▸ **EXTRACT TO READ**
********************

Construct an example of a continuous function $y=f(x)$ defined on $[0,\infty)$, such that it is absolutely integrable, i.e.,
$\int^\infty_0 |f(x)|dx<\infty$,
but not of exponential order.
What about a function of exponential order?
For reference "A real function $y=f(x)$ on $[0,\infty)$ or $(0,\infty)$ is defined to be of exponential order $u $ if there are constants $u\geq 0$, $M\geq 0$, and $A\geq 0$ , such that $|f(x)|\leq Me^{ux},$ for all $x\in[A,\infty)$
It seems to me that any old function that is continuous ought to be of exponential order so I'm not sure how to proceed.
We can build such a function as follows: As we want $f$ not to be of exponential order, we will choose $f$ such that $$ f(n) = n\exp(nx), \qquad n \in \mathbb N $$ Then $f$ is not of exponential order. To make $f$ absolutely integrable, define $a_n := (1+n)^{-2}\exp(-2nx)$, then $f(n)a_n \to 0$ and define $f$ by $$ f(x) := \begin{cases} n\exp(nx)\frac 1{a_n}(x-n+a_n) & x \in [n - a_n, n]\\ -n\exp(nx)\frac 1{a_n}(x-n-a_n) & x \in [n, n+a_n]\\ 0 & \text{otherwise} \end{cases} $$ Then $f$ is continous, and we have $$ \int_0^K f(x)\, dx \le \sum_{k=0}^{\lceil K\rceil} k\exp(kx) \cdot \frac 12 \cdot 2a_k \le \sum_{k=0}^{\lceil K \rceil} (1+k)^{-1}\exp(-kx) \le \sum_{k=0}^\infty (1+k)^{-1}\exp(-kx) < \infty. $$

********************

Source records

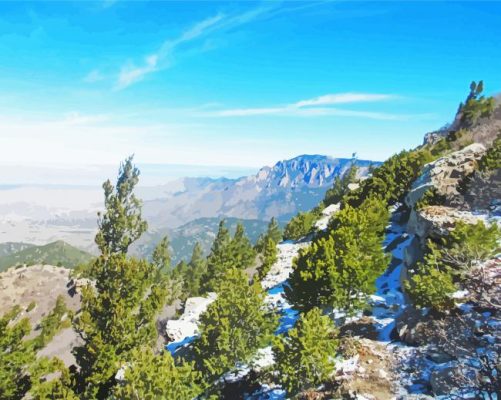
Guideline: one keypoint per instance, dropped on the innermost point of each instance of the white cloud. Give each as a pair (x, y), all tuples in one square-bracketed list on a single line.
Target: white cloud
[(343, 98), (310, 107), (93, 76), (159, 60)]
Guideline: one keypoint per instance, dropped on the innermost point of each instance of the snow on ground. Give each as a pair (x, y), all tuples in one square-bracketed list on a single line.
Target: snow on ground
[(184, 330), (388, 301), (327, 213), (282, 268)]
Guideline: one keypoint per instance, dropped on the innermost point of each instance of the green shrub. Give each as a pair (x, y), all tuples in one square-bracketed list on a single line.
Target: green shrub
[(31, 306), (273, 232), (340, 269), (302, 224), (491, 160), (269, 258), (156, 376), (305, 357), (234, 326), (469, 244), (340, 187), (430, 198), (446, 262), (392, 180), (476, 106), (431, 288), (226, 253)]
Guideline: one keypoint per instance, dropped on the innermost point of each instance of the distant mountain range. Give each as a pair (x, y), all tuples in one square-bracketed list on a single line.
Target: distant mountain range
[(56, 253), (187, 209), (279, 191)]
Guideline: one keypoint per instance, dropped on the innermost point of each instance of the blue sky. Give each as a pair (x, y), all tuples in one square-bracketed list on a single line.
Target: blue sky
[(235, 83)]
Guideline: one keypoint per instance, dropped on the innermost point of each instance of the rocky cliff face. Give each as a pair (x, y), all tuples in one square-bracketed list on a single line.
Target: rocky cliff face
[(279, 191), (444, 177)]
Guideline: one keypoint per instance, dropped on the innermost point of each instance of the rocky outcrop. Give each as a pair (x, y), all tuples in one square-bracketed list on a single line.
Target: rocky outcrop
[(327, 213), (445, 174), (282, 268), (444, 177), (436, 221), (187, 325)]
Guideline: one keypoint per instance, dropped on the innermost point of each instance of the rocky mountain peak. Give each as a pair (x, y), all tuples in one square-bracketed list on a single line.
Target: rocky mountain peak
[(306, 170)]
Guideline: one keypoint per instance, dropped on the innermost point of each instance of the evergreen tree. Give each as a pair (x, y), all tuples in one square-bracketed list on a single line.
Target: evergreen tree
[(269, 258), (15, 355), (340, 187), (432, 286), (59, 387), (491, 160), (300, 225), (227, 253), (234, 326), (340, 270), (117, 316), (196, 271), (121, 224), (243, 254), (161, 257), (273, 232), (118, 312), (150, 376), (476, 105), (20, 370), (219, 259), (305, 357)]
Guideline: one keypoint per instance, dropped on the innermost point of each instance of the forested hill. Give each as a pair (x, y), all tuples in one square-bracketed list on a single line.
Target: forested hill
[(388, 288)]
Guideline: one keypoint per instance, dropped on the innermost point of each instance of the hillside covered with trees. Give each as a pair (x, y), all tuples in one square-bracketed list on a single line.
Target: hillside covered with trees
[(395, 296)]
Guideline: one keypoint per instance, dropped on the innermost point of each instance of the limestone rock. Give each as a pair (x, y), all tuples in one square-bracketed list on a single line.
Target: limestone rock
[(437, 221), (187, 325), (445, 173)]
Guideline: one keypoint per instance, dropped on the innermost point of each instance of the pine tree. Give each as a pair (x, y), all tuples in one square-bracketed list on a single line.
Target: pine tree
[(234, 326), (340, 187), (117, 316), (269, 258), (340, 270), (59, 387), (121, 224), (305, 357), (228, 252), (150, 376), (243, 254), (161, 257), (118, 312), (15, 355), (197, 269), (21, 372), (219, 259), (273, 232), (432, 285)]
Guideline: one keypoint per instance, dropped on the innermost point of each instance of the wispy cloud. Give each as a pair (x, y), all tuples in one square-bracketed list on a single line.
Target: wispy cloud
[(314, 107), (162, 58), (93, 76)]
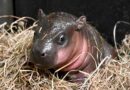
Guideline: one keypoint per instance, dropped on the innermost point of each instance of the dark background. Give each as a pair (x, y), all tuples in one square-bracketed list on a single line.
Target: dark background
[(103, 14)]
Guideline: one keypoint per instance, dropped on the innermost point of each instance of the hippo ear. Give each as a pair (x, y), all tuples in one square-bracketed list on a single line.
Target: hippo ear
[(41, 14), (80, 22)]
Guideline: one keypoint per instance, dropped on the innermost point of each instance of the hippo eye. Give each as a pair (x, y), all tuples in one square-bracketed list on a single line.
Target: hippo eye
[(62, 39)]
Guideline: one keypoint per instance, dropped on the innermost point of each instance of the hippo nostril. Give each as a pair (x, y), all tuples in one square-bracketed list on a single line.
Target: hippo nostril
[(43, 54)]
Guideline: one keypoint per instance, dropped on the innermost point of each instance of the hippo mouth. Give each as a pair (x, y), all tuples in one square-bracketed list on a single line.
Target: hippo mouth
[(74, 58)]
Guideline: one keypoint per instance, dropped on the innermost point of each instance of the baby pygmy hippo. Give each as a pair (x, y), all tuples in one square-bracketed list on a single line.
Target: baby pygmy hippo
[(62, 40)]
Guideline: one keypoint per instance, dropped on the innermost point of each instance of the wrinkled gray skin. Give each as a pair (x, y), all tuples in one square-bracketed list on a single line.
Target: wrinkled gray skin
[(48, 40)]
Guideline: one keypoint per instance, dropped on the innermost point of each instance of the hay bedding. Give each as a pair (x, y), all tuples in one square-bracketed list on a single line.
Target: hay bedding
[(17, 74)]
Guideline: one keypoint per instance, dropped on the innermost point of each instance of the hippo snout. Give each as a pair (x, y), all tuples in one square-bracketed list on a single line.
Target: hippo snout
[(43, 56)]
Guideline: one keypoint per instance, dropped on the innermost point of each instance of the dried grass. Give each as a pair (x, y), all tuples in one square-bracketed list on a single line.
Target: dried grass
[(16, 73)]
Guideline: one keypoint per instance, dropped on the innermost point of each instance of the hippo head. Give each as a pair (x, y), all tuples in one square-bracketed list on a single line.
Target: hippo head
[(54, 39)]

********************

▸ **DESCRIPTION OF THE TASK**
In the thread on absolutely integrable functions, which three constants must exist under the quoted definition of exponential order? The rows were taken from a different source than the text.

▸ **THE ANSWER**
The constants $u\geq 0$, $M\geq 0$, and $A\geq 0$.